▼
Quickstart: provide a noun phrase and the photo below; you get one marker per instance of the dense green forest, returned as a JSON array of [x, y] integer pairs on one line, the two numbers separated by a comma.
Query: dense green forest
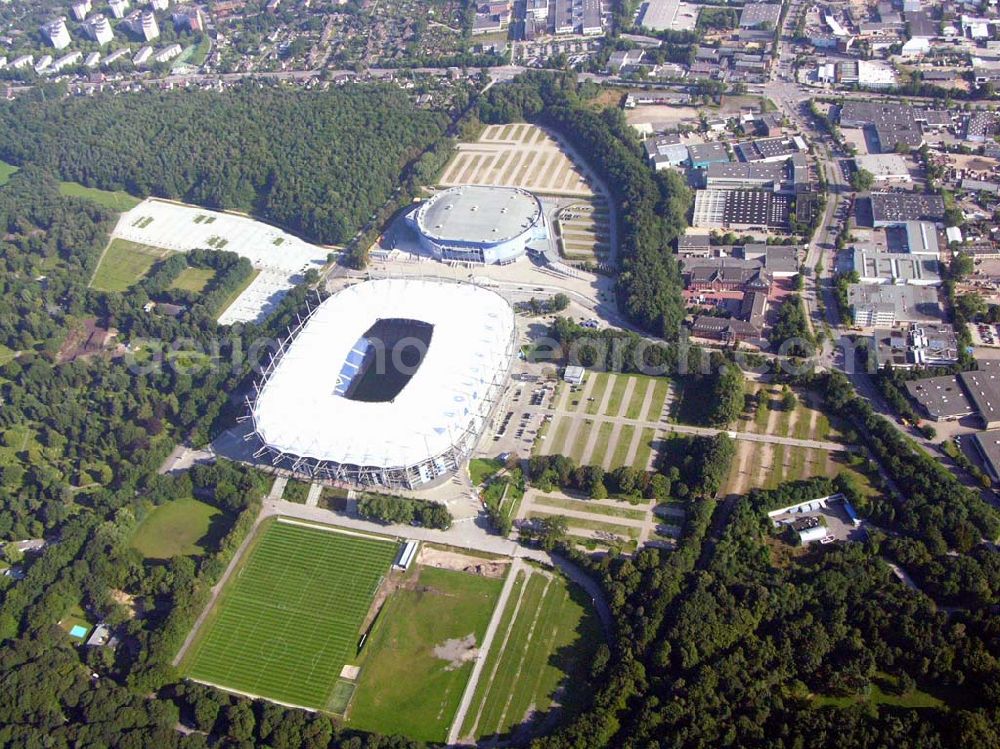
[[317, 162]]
▲
▼
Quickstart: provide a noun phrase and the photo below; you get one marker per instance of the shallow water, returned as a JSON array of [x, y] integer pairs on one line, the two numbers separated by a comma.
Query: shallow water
▲
* [Work required]
Your job is to return all lines above that hold the word "water".

* [Output below]
Quickstart: provide a noun phrase and the photo below; you get one marker per instance of the shallow water, returned as a JSON array of [x, y] integer pairs on one line, the two numbers separated by a comma.
Query: shallow water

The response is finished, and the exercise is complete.